* **Record extracts**
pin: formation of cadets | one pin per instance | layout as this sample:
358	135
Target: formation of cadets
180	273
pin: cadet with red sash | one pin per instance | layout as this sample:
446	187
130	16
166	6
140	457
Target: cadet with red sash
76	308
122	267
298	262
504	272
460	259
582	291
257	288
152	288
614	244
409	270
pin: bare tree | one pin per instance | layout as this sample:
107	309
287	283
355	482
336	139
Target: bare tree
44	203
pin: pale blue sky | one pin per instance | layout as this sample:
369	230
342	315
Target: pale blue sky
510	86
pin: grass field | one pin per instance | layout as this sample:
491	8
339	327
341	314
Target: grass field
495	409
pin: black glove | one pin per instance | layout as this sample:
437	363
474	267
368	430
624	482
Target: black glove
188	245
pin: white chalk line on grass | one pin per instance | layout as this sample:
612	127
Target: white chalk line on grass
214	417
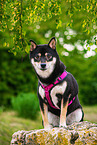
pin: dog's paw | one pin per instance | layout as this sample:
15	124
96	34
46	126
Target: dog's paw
48	127
67	127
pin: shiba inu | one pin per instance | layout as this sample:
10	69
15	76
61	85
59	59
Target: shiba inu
57	88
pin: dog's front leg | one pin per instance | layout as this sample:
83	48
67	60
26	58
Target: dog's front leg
44	114
63	113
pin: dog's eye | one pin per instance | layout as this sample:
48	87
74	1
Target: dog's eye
48	56
37	57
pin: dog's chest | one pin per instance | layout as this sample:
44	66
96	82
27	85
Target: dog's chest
55	93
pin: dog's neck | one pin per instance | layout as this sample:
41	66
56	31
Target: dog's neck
58	70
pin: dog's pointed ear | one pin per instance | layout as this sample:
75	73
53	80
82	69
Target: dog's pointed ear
33	45
52	43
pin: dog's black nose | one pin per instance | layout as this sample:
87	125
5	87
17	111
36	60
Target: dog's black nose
43	65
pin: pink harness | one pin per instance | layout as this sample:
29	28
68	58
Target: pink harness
47	89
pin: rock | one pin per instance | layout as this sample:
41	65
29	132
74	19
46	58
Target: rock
81	133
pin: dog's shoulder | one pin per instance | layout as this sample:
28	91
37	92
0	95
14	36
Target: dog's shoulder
72	84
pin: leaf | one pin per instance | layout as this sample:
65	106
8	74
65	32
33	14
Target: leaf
88	48
96	50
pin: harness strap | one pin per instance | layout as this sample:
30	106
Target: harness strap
47	88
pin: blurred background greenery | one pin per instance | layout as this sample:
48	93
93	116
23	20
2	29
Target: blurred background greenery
75	30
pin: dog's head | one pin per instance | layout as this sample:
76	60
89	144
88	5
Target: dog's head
44	57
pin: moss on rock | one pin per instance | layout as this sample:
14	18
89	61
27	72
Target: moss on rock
77	133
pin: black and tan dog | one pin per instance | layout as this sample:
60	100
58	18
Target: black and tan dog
57	88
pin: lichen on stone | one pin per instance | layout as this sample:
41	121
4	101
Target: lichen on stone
81	133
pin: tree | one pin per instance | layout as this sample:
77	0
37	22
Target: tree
14	15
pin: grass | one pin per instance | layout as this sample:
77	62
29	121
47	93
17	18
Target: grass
10	123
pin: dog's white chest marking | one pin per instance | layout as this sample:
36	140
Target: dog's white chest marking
41	92
58	89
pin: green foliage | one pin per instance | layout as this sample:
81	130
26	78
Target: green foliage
26	104
16	75
85	72
15	15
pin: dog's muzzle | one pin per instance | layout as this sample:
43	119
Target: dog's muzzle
43	66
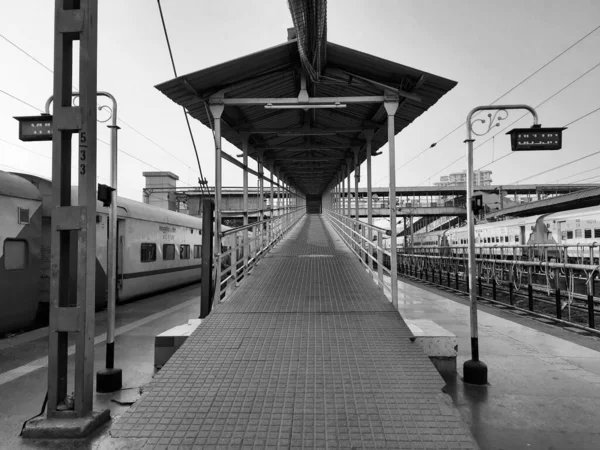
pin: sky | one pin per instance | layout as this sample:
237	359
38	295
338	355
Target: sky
488	47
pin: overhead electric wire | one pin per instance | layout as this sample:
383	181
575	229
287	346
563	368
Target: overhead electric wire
20	100
582	117
502	96
537	106
512	123
26	149
556	167
23	51
156	144
578	173
187	120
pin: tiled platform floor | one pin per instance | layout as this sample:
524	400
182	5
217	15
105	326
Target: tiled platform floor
306	353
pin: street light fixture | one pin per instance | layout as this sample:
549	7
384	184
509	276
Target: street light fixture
535	138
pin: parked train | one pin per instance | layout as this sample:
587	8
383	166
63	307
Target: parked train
157	249
572	234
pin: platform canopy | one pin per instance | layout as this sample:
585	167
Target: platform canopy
264	92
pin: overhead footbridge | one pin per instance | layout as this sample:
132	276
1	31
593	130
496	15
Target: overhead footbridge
303	349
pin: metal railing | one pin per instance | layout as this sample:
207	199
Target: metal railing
561	276
242	247
366	242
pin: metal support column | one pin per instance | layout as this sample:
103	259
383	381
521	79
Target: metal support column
369	136
73	228
216	111
475	371
356	181
245	135
391	108
348	171
111	379
271	203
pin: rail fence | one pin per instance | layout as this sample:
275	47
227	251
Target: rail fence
242	247
555	281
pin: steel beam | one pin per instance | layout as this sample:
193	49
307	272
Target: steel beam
391	107
295	101
369	136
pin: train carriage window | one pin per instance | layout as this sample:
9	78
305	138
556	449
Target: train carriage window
148	253
168	252
23	215
184	251
15	254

* **Exercise requirements**
Return the material exactly as written, except for any pictures it holds.

* **Solution to this task**
pin: formation of cadets | one pin per instance | layout as this sample:
358	135
Target: formation of cadets
180	273
pin: cadet with red sash | one pin per instance | layout as this sample:
446	187
130	16
166	6
140	457
Target: cadet with red sash
76	308
122	267
298	262
504	272
460	259
582	291
257	288
152	288
614	244
409	270
pin: bare tree | one pin per instance | layout as this sample:
107	309
287	283
355	482
336	139
Target: bare tree
44	203
pin: pale blue sky | one pin per instance | layout as this sample:
369	230
342	315
Target: pale blue sky
510	86
pin: grass field | one pin per instance | layout as this sample:
491	8
339	327
341	314
Target: grass field
495	409
pin: black glove | one pin per instance | layout as this sample:
437	363
474	267
368	430
624	482
Target: black glove
188	245
pin: white chalk line on grass | one pin per instance | layout as this sample:
612	127
Target: white chalk line on grass
214	417
pin: dog's paw | one pin per instance | layout as this sample:
15	124
96	34
46	126
Target: dog's paw
48	127
67	127
pin: shiba inu | one pin per instance | layout as this sample:
10	69
15	76
61	85
59	59
Target: shiba inu
57	88
pin: dog's front leg | one pin per instance | layout as this sample:
83	48
67	60
26	58
Target: dog's front leg
44	114
63	113
pin: dog's eye | one pin per instance | layout as this sample:
48	87
74	1
Target: dog's eye
48	56
37	57
pin: dog's chest | one pin per instance | layout as this sample:
44	66
96	82
27	85
Target: dog's chest
55	93
pin: dog's neck | one pin per instance | layout as this sample:
41	66
56	31
Target: dog's neck
58	70
pin: dog's pointed ear | one pin per instance | layout as this sample:
75	73
53	80
82	69
Target: dog's pointed ear
33	45
52	43
pin: dog's black nose | one pin per instance | layout as this sample:
87	125
5	87
17	111
36	60
Target: dog's black nose
43	65
pin: pink harness | one pin per instance | layout as this sample:
29	28
68	58
Target: pink harness
47	89
pin: rock | one pin per instance | layout as this sample:
41	65
29	132
74	19
46	58
Target: rock
81	133
pin: dog's shoulder | one pin per instance | layout as this sample:
28	91
37	92
0	95
14	36
Target: dog's shoulder
72	84
pin: leaf | one pin per instance | layout as this sample:
65	106
8	74
65	32
33	14
Target: leaf
88	48
96	50
pin: harness strap | one pin per instance | layout as this sample:
30	106
Target: harness strap
47	88
pin: blurred background greenery | one pin per instance | layout as this sample:
48	93
93	116
23	20
2	29
Target: blurred background greenery
75	30
pin: dog's head | one pin per instance | layout as this sample:
76	60
89	144
88	5
Target: dog's head
44	57
pin: moss on rock | one pin per instance | layout as this sample:
14	18
89	61
27	72
Target: moss on rock
77	133
pin: black and tan dog | one pin per instance | layout as this sample:
60	100
58	18
Target: black and tan dog
57	88
pin: lichen on stone | one pin per instance | layout as this sample:
41	121
4	101
Target: lichen on stone
81	133
pin: tree | one pin per instance | layout as this sample:
77	0
37	22
Target: tree
14	15
pin: grass | one pin per instance | layout as this sample:
77	62
29	121
47	93
17	18
Target: grass
10	123
pin: dog's white chest marking | one pin per instance | layout as this sample:
36	140
Target: dog's white chest marking
41	92
58	89
pin: green foliage | one pin per instance | layout as this sample:
81	130
26	78
Target: green foliage
26	104
16	75
85	72
15	15
pin: dog's muzzle | one pin per instance | layout as this sample:
43	119
Target: dog's muzzle
43	66
pin: sky | one pin per instance | layout as this sample:
237	359
38	295
338	355
Target: sky
488	47
pin: overhead electric wire | one pin per instance | layout as this sample:
383	181
575	229
287	346
563	368
Target: overhead electric wire
20	100
582	117
502	96
537	106
512	123
26	149
556	167
23	51
156	144
578	173
187	120
pin: tiled platform floor | one pin per instance | layout as this sample:
524	400
182	5
217	15
105	326
Target: tiled platform floor
306	353
pin: street light fixture | one pin per instance | layout as this sample:
549	7
384	184
509	276
Target: street light fixture
535	138
pin: parked train | one pin per instance | layout as this sample:
587	8
383	166
63	307
Target: parked train
157	249
572	234
pin: platform canopy | one pin per instance | layout as this sample:
585	167
Target: platform canopy
264	92
pin: overhead footbridge | one pin per instance | layout as this sample:
132	276
1	31
593	130
496	15
Target: overhead footbridge
303	349
pin: metal railing | one pin per instance | layout as this sample:
207	199
Target: metal railing
561	276
242	247
366	242
pin: metal support column | one pin per instance | layout as this sample:
103	259
383	381
521	79
Target: metal support column
369	136
73	228
216	111
475	371
356	181
245	135
391	108
348	171
111	379
271	203
pin: rail fence | one pin per instance | layout as this sample:
275	47
227	251
Target: rail fence
242	247
555	281
pin: steel beam | one pin per instance | layout as this sample:
193	49
307	272
Target: steel beam
391	107
295	101
369	136
pin: train carriage window | one pin per instance | layout as this sample:
9	78
305	138
556	449
Target: train carriage window
148	253
168	252
23	215
184	251
15	254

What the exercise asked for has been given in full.